Hi Aidan, I think you are on the right email list.
I'm not R-core, but this looks like an interesting/meaningful/significant
contribution to base R.
I'm not sure what the original dendrapply looks like in terms of code style
(variable names/white space formatting/etc) but in my experience it is
important that your code contribution makes minimal changes in that area.
Did you hear about the R project sprint 2023?
https://contributor.r-project.org/r-project-sprint-2023/ Your work falls
into the "new developments" category so I think you could apply for
that
funding to participate.
Toby
On Fri, Feb 24, 2023 at 3:47 AM Lakshman, Aidan H <AHL27 at pitt.edu>
wrote:
> Hi everyone,
>
> My apologies if this isn?t the right place to submit this?I?m new to the
> R-devel community and still figuring out what is where.
>
> If people want to skip my writeup and just look at the code, I?ve made a
> repository for it here:
> https://github.com/ahl27/new_dendrapply/tree/master. I?m not quite sure
> how to integrate it into a fork of R-devel; the package structure is
> different from what I?m used to.
>
> I had written a slightly improved version of dendrapply for one of my
> research projects, and my advisor encouraged me to submit it to the R
> project. It took me longer than I expected, but I?ve finally gotten my
> implementation to be a drop-in replacement for `stats::dendrapply`. The man
> page for `stats::dendrapply` says ?The implementation is somewhat
> experimental and suggestions for enhancements (or nice examples of usage)
> are very welcome,? so I figured this had the potential to be a worthwhile
> contribution. I wanted to send it out to R-devel to see if this was
> something worth pursuing as an enhancement to R.
* * *
(What this exercise asks):
A: List the words Toby uses in the thread to describe the contribution Aidan proposes to base R.
B: Answer each question from the thread.
(i) According to Toby, which category of the R project sprint 2023 does Aidan's work fall into?
(ii) Which function is Aidan's implementation meant to replace as a drop-in replacement?
(iii) Who encouraged Aidan to submit the work to the R project?
* * *
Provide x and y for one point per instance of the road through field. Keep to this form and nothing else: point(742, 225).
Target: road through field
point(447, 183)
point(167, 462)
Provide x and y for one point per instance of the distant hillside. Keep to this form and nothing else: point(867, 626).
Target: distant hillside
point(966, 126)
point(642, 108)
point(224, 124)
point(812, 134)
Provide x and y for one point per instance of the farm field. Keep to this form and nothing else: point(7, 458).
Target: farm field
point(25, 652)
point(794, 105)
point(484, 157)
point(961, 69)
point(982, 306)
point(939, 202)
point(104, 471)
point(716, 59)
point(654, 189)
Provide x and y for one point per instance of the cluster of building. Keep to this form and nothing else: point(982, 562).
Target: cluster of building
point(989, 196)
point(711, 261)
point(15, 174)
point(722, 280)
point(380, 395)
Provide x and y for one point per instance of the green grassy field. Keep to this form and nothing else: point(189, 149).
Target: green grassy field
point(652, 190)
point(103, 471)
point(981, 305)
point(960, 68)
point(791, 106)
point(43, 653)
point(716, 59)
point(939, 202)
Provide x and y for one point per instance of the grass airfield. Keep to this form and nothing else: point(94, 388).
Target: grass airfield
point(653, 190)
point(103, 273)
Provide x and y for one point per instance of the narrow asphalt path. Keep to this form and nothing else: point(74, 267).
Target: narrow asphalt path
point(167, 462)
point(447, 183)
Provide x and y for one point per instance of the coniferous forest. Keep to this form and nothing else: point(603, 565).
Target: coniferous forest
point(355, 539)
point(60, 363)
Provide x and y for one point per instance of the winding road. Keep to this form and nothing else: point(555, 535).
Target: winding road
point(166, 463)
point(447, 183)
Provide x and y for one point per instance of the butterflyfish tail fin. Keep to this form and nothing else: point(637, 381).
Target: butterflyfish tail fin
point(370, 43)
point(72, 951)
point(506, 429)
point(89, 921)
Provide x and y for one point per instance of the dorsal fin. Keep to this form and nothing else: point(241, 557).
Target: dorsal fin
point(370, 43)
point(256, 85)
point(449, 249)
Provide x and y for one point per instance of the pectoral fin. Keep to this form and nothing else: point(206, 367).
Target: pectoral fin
* * *
(The solutions):
A: interesting, meaningful, significant

B:
(i) The "new developments" category.
(ii) `stats::dendrapply`
(iii) Aidan's advisor.